He recorrido calles, soñando. He esperado pacientemente en la vigilia la llegada del sueño, viendo hacia el techo, las formas de los árboles por la noche en las ventanas, soñando. He contemplado orillas de ríos que huelen a carne asada, a día de campo, en los bracitos del Grijalva, sintiendo frío... soñando. Me he preguntado a qué huele la felicidad, qué imágenes habrán de pasar por los ojos el último día vivido. He sido caminante insomne, soñando. Las cuatro de la tarde, quizás las cinco... hasta, incluso, las seis: el horario preferido. La luz muriéndose allá, quién sabe dónde, desde dónde, quién sabe hasta cuándo (dicen las malas lenguas que la duración del tiempo es subjetiva, que entre más pese el costal de pensamientos en él, más se estira la hamaca del tiempo). Un camino tranquilo, florido... el asfalto mojado y las nubes de la Ciudad... una carretera rumbo a Ocosingo hastiada de vegetación... las casitas coloniales de colores y los callejones, en este caso, la vivencia más reciente. He caminado feliz, contemplándome, contemplando los deseos del corazón, divagando... abriéndole la puerta a este gato peludo y de largas uñas que es el pensar en los sueños. Materia que sobra de exprimir la propia vida, lo que se le escurre a uno por las manos y produce el anhelo de vivir. Bolsas, sacos, llenos de vida (qué otra cosa sino el pensar en lo que anhelamos con alegría nos hace vivir).
....
Qué hacer: ¿Puedes proseguir el texto sobre caminar soñando a partir de su última oración?
....
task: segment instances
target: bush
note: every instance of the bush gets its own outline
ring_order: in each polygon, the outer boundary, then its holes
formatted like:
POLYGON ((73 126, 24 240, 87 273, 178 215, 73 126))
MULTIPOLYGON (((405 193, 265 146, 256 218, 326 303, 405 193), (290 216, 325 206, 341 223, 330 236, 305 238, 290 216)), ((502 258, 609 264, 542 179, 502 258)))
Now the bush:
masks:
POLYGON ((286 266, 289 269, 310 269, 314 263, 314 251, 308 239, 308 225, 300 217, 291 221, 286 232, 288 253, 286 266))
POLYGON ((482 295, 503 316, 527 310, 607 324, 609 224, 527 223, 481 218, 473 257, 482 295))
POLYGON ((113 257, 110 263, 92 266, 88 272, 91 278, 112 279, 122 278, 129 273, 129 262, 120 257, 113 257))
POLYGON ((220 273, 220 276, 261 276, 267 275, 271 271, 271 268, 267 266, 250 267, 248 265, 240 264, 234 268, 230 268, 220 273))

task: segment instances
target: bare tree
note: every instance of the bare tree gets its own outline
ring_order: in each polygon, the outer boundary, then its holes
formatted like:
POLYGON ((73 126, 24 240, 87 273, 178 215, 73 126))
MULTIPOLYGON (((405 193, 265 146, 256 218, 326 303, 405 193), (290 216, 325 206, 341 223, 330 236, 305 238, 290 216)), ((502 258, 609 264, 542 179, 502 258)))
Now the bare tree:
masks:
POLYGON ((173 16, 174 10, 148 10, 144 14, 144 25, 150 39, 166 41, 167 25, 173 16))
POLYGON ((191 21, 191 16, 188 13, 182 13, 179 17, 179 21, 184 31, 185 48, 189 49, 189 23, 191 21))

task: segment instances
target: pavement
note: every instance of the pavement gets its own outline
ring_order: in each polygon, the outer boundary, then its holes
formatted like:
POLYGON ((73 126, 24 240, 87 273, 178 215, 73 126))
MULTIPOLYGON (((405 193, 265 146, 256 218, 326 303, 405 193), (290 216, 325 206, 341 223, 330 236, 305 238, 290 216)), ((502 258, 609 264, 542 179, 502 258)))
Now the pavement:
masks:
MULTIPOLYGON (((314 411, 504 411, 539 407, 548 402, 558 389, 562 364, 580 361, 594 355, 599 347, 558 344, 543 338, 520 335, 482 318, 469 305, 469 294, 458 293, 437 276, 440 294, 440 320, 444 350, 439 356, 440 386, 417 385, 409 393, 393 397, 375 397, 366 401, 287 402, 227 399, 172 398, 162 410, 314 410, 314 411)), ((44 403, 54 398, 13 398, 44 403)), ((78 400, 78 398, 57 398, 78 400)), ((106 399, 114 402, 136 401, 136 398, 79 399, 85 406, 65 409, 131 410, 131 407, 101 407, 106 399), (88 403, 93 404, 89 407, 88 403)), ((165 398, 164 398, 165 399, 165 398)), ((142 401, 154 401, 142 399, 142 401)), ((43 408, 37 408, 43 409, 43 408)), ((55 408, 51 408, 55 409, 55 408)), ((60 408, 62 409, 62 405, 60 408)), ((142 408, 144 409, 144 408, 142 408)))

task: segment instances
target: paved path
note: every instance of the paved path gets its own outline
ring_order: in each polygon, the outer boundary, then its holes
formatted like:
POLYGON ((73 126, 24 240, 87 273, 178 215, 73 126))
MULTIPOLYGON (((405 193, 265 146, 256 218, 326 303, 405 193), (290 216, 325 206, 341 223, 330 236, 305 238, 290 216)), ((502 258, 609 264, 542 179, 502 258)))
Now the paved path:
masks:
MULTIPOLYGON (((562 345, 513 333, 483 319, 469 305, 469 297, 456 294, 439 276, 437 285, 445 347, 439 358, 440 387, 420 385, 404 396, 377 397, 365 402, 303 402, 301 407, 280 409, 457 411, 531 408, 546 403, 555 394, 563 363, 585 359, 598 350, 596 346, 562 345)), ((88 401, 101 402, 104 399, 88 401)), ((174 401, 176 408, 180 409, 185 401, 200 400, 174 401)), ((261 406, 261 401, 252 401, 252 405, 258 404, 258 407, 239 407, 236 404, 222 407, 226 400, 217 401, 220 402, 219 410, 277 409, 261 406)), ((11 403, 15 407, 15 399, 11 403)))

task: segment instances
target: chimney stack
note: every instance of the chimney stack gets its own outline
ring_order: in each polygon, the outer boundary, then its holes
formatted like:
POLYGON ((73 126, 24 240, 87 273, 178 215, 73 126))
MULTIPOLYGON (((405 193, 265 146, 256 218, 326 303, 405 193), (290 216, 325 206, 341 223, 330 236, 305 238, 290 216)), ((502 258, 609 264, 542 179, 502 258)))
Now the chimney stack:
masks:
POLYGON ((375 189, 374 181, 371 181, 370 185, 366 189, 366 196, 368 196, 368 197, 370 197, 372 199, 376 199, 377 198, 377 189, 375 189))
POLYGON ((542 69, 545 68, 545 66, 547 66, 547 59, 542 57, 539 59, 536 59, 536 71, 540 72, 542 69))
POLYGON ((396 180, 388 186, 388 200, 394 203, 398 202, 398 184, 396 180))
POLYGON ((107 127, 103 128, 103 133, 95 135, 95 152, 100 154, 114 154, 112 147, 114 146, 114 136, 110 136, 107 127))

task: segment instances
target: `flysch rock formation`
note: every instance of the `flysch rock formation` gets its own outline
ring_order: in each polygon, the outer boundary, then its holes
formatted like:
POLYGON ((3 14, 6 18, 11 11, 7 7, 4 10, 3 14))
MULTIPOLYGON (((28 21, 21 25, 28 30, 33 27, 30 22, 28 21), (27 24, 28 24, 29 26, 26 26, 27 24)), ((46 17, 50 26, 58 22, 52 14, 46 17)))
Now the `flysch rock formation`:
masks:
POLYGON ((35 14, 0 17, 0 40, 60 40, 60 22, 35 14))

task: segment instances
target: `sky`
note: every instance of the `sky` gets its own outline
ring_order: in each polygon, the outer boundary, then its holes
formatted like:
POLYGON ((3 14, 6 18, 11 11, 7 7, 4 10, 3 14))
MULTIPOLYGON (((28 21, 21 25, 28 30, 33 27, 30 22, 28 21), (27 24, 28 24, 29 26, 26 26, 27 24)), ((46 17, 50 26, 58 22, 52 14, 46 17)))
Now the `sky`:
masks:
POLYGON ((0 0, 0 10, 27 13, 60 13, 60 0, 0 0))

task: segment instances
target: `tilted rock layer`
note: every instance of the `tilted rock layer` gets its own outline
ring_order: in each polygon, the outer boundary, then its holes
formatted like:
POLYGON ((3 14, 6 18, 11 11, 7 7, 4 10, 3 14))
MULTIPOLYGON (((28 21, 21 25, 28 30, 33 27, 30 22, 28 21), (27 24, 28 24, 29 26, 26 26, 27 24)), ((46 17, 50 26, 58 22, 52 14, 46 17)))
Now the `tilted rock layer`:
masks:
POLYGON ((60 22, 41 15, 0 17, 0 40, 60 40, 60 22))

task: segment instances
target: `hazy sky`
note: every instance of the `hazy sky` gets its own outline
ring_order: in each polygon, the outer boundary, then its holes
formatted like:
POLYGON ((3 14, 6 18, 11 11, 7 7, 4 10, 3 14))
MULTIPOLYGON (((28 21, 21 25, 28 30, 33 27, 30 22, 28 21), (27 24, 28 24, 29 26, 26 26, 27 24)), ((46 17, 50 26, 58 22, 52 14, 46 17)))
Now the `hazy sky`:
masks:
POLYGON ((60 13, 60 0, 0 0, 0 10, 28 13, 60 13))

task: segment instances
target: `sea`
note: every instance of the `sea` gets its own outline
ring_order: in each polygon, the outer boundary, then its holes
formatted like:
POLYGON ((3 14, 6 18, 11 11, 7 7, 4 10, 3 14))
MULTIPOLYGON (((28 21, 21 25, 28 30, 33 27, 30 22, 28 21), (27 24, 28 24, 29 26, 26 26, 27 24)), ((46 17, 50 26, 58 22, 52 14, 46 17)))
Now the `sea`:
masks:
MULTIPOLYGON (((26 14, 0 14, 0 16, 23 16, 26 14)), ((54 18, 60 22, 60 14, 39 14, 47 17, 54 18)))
....
Resultado del ejercicio:
Y el método: procurarse corazonadas, seguirlas, pescarlas de las greñas y anotar con lápiz rojo una victoria (victoria de uno, de su propia vida) en el calendario: hoy fui feliz.
El caso es que uno nunca sabe qué tan correcto será su proceder cuando amanece. No sé qué tan correcto será lo que he de hacer más al rato. Pero debe seguir al corazón. Ya son casi las seis de la tarde, el sol va cerrando las pestañas poquito a poquito... y yo digo (propongo, 'Hoy puede ser un gran día', dice Serrat) que hay qué salir de casa y seguir uno su corazón.